STATED EXERCISE →
Convert the entries below into a JSON array of strings, with each line as its own string and blank lines omitted.

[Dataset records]
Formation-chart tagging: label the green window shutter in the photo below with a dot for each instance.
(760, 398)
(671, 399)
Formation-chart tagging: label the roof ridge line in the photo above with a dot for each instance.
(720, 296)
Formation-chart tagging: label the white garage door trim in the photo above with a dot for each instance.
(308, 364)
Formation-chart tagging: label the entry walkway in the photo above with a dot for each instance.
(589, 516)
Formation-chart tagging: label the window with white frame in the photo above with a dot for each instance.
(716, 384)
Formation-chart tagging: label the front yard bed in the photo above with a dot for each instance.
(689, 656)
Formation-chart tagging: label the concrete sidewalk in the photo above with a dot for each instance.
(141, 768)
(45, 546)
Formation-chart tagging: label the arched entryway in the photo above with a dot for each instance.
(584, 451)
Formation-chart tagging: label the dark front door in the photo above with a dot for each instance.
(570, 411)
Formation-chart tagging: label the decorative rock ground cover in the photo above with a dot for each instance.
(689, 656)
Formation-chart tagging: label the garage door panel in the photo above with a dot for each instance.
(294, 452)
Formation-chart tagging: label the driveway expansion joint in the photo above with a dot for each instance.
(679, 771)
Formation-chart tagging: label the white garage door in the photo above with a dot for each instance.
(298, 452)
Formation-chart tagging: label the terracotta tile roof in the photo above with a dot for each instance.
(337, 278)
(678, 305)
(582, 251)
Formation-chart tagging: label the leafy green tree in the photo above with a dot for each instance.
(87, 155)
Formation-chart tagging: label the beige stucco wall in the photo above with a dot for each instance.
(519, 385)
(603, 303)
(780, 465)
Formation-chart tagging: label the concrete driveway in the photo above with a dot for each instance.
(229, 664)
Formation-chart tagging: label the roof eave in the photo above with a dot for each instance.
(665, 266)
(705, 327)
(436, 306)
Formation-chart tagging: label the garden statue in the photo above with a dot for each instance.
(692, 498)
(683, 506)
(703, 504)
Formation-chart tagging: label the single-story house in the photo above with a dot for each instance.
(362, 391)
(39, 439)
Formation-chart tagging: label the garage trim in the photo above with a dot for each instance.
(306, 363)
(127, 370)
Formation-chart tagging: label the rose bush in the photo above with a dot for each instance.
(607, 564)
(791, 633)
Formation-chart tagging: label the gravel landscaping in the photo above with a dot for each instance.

RESULT FOR THIS EXERCISE →
[
  "Formation-chart tagging: label the green window shutter in the photo below with a dot for each instance.",
  "(760, 398)",
  "(671, 399)",
  "Formation-chart tagging: label the roof ridge line in the photo above with a dot for each instance.",
  "(720, 296)",
  "Formation-chart tagging: label the white garage door trim in the photo above with a dot for each instance.",
  "(308, 364)",
  "Formation-chart tagging: label the entry walkway in the photo above with a dot for each instance.",
  "(589, 516)",
  "Formation-chart tagging: label the window with white frame in the photo above with a dot for each instance.",
  "(716, 384)",
  "Formation-chart tagging: label the front yard bed in the photo above with a dot for each instance.",
  "(689, 656)",
  "Formation-chart tagging: label the concrete sidewalk in the photo above with a dot for each instance.",
  "(141, 768)",
  "(45, 546)",
  "Formation-chart tagging: label the arched entryway in the photo above with a dot for each instance.",
  "(584, 451)",
  "Formation-chart tagging: label the dark front door in the photo above with a dot for each instance.",
  "(570, 411)",
  "Formation-chart tagging: label the decorative rock ground cover in the photo above with a dot for each instance.",
  "(689, 656)",
  "Formation-chart tagging: label the garage door panel in the photo above with a dot for each instance.",
  "(294, 452)",
  "Formation-chart tagging: label the driveway expansion joint in the photo above with a dot for each instance.",
  "(679, 771)",
  "Formation-chart tagging: label the white garage door in the photo above with a dot for each instance.",
  "(298, 452)",
  "Formation-chart tagging: label the terracotta tile roof in the photo above with a dot for each instance.",
  "(337, 278)",
  "(678, 305)",
  "(582, 251)",
  "Formation-chart tagging: label the leafy green tree in the photo above with a dot for each instance.",
  "(87, 155)",
  "Formation-chart tagging: label the beige stucco wall in the photo above with a dot for each instance.",
  "(519, 385)",
  "(603, 303)",
  "(780, 465)",
  "Formation-chart tagging: label the concrete driveway in the photo above with a dot for each instance.",
  "(229, 664)",
  "Formation-chart tagging: label the roof eave in the photo above with a dot for each instance.",
  "(665, 266)",
  "(705, 327)",
  "(436, 306)",
  "Formation-chart tagging: label the garden statue in the photo above with a dot for each instance.",
  "(692, 498)",
  "(683, 506)",
  "(703, 504)",
  "Formation-chart tagging: label the single-story house in the photo above with a dot for each instance.",
  "(362, 391)",
  "(39, 439)",
  "Formation-chart tagging: label the garage trim in the photo above with a dot for each instance.",
  "(306, 363)",
  "(127, 370)",
  "Formation-chart tagging: label the rose bush in the photo above with a dot for each instance.",
  "(607, 564)",
  "(791, 633)",
  "Formation-chart tagging: label the gravel landscaping in the photo above with a dot for each instance."
]